* **REQUIRED ACTION**
The response should consist of every record, reproduced exactly.

* **ENTRIES PROVIDED**
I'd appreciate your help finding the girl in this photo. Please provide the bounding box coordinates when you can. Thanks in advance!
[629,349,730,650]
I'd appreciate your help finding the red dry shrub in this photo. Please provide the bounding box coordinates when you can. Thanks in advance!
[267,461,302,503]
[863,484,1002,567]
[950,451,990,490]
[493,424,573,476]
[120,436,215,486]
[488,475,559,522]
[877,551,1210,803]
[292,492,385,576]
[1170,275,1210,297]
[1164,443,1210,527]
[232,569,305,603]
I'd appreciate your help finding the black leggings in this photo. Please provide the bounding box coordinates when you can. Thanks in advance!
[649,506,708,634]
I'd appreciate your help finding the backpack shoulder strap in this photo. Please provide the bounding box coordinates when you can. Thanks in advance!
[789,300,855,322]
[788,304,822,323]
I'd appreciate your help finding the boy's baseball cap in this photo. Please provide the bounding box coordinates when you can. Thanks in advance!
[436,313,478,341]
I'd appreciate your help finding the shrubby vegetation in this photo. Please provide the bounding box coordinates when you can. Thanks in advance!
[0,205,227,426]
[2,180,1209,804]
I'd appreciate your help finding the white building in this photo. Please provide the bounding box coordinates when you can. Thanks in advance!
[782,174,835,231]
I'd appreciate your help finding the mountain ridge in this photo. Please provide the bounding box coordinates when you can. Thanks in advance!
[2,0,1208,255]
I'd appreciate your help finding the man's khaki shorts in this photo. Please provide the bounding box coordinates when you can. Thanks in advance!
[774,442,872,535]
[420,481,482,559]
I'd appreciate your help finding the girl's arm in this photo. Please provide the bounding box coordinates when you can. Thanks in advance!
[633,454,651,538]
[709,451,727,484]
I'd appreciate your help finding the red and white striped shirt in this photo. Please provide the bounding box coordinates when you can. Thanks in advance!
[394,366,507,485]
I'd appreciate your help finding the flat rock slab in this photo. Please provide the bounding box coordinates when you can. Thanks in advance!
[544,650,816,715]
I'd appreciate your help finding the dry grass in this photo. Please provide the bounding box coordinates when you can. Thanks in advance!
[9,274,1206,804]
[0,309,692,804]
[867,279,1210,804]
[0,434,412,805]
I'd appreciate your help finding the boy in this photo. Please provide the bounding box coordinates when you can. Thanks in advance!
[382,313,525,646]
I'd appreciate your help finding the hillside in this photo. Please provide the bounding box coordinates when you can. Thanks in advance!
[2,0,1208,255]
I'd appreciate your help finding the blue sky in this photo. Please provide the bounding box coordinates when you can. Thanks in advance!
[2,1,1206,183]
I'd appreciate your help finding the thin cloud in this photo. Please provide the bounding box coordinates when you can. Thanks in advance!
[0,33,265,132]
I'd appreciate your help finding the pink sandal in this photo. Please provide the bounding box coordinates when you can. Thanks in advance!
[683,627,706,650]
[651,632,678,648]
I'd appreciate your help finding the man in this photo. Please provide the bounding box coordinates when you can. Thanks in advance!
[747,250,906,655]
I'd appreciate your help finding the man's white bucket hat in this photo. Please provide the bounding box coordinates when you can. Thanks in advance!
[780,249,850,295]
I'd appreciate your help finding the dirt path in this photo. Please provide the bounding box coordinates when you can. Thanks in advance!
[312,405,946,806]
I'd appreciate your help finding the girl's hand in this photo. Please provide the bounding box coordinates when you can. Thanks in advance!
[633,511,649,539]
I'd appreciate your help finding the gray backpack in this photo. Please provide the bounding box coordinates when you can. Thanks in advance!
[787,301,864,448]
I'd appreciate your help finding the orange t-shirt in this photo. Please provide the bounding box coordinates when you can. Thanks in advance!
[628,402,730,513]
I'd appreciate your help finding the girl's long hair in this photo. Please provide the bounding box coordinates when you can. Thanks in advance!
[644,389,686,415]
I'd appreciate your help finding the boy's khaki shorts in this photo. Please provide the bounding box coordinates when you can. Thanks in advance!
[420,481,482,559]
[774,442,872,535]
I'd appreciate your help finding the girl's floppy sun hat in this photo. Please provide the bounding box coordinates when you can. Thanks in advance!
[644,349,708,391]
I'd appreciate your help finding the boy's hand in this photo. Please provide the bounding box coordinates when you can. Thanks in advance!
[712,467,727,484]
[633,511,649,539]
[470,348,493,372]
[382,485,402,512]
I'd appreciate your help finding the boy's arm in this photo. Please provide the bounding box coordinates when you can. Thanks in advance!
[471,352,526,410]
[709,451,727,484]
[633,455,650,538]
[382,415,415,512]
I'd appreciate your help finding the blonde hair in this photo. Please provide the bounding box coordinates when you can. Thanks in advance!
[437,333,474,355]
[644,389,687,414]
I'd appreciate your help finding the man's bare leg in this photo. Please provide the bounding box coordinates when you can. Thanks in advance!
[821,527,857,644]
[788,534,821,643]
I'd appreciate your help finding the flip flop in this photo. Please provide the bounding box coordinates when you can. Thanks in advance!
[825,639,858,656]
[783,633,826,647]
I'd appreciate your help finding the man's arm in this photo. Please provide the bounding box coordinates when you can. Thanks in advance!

* **ANSWER SECTION**
I'd appreciate your help finding the girl in this photo. Please provide the bounding box coordinates when you can. Thanks in advance!
[629,349,730,650]
I'd appreciate your help finding the red dry shrub in this photo. Please provide the bounding box coordinates when you can. Thanks in advance!
[267,461,302,503]
[863,484,1002,567]
[950,451,990,490]
[493,424,573,476]
[120,436,215,486]
[488,475,559,522]
[877,551,1210,803]
[292,492,385,576]
[1170,275,1210,297]
[1164,443,1210,527]
[232,569,305,603]
I'd appreciate your help finding the black leggings in this photo. Please provide the bounding box coordinates when you can. Thanks in advance!
[649,506,708,634]
I'd appreciate your help finding the backpack shoulder strap in this photo. Please provide the bounding box coordinates when you can. Thanks in advance!
[789,300,855,322]
[788,304,822,323]
I'd appreciate your help finding the boy's baseball cap in this photo. Please provide the bounding box coordinates when you can. Thanks in advance!
[436,313,478,341]
I'd appreciate your help finding the shrubby vegetation in this photo. Please provide the bounding box coordinates when you can. Thanks in advance!
[0,205,227,426]
[2,180,1209,804]
I'd appreciate your help finding the white building in this photo. Please provide the bounding box coordinates when you can. Thanks in advance!
[782,174,835,231]
I'd appreciate your help finding the mountain ridge in this photo. Please provide the bounding box coordinates when you can. Thanks in advance!
[2,0,1208,255]
I'd appreciate your help finding the man's khaki shorts in this photo. Please provide the bounding box coordinates when you can. Thanks in advance!
[774,442,872,535]
[420,481,482,559]
I'd appreciate your help finding the girl's arm in this photo. Please provide the bounding box coordinates when you can. Thanks in advance!
[633,454,651,538]
[709,451,727,484]
I'd appreciate your help finding the red and white striped shirt in this photo. Please provide the bounding box coordinates when you can. Thanks in advance!
[394,366,507,485]
I'd appreciate your help finding the flat rock slab in this photo. Please provide the bounding box coordinates when you can. Thanks in advance!
[544,650,816,715]
I'd appreciate your help finding the dry grass in this photo. Please provide the bounding box coordinates when you can. Thanks in advance!
[9,274,1206,804]
[0,309,692,804]
[867,279,1210,804]
[0,434,412,805]
I'd appreciate your help finding the boy in this photo. Please provide the bounding box coordinates when you can. Thanks in advance!
[382,313,525,646]
I'd appreciate your help finding the hillside in this photo. Please provide the bounding box coordinates when you can. Thanks in advance!
[2,0,1208,255]
I'd appreciate your help finding the blue sky in this photo. Please provide the bounding box coordinates when you can. Thanks in advance!
[2,1,1206,183]
I'd appreciate your help finding the thin cloud in this photo. Please provide the bounding box coordinates when you can. Thanks in advance!
[0,33,265,132]
I'd appreciate your help finding the pink sandal in this photo. Please provide the bounding box coordinates when you can. Thanks in advance!
[683,627,706,650]
[651,632,678,648]
I'd appreciate your help finding the man in this photo. Please provide the bounding box coordinates when you can. Thanks in advance!
[747,250,906,655]
I'd appreciate your help finding the man's white bucket hat in this photo. Please provide the bounding box coordinates when you can. Thanks in advance!
[780,249,850,295]
I'd appreciate your help finding the dirt path in this photo. Please provide the bounding box coordinates when you can. Thanks in advance!
[312,405,946,806]
I'd appreciate your help finding the girl's hand in this photo. Please provide the bounding box coordinates when you can. Thanks in advance!
[633,511,649,539]
I'd appreciate your help finding the gray backpack in this photo. Please provide the bounding box coordinates when you can. Thanks in advance!
[787,301,864,448]
I'd appreciate your help finding the orange t-shirt in this photo. Please provide the bounding box coordinates when you can. Thanks in advance!
[628,402,730,513]
I'd appreciate your help finding the girl's long hair in this photo. Please provide the bounding box coordinates when you can. Thanks in advance!
[644,389,686,415]
I'd appreciate your help finding the boy's khaki shorts in this photo. Please provide the bounding box coordinates when you can. Thanks in advance!
[420,481,482,559]
[774,442,872,535]
I'd appreciate your help finding the girl's floppy sun hat in this photo. Please provide the bounding box coordinates when you can. Thanks in advance!
[644,349,708,391]
I'd appreciate your help finding the boy's hand in this photo. Please provide the bounding box coordinates when you can. Thanks in advance!
[712,467,727,484]
[633,511,649,539]
[470,348,493,372]
[382,485,402,512]
I'd appreciate your help finding the boy's arm in this photo. Please provide the bounding box coordinates when you can. Thanks in advance!
[471,352,526,410]
[709,451,727,484]
[633,455,650,538]
[382,415,415,512]
I'd appreciate your help finding the blonde hair in this photo. Please provide the bounding box coordinates when you can. Thanks in advance!
[437,333,474,355]
[644,389,687,414]
I'd appreciate your help finding the man's bare leg in this photo. Please provide the bounding box coordinates when you can. Thanks in advance!
[821,527,857,644]
[788,534,821,643]
I'd appreciate your help finding the flip flop in this photo. Please provide the bounding box coordinates when you can. Thanks in advance!
[825,639,858,656]
[783,633,826,647]
I'd appreciate your help finding the man's arm in this photo. Please provide the bounding box coordinates when you can. Thanks in advance!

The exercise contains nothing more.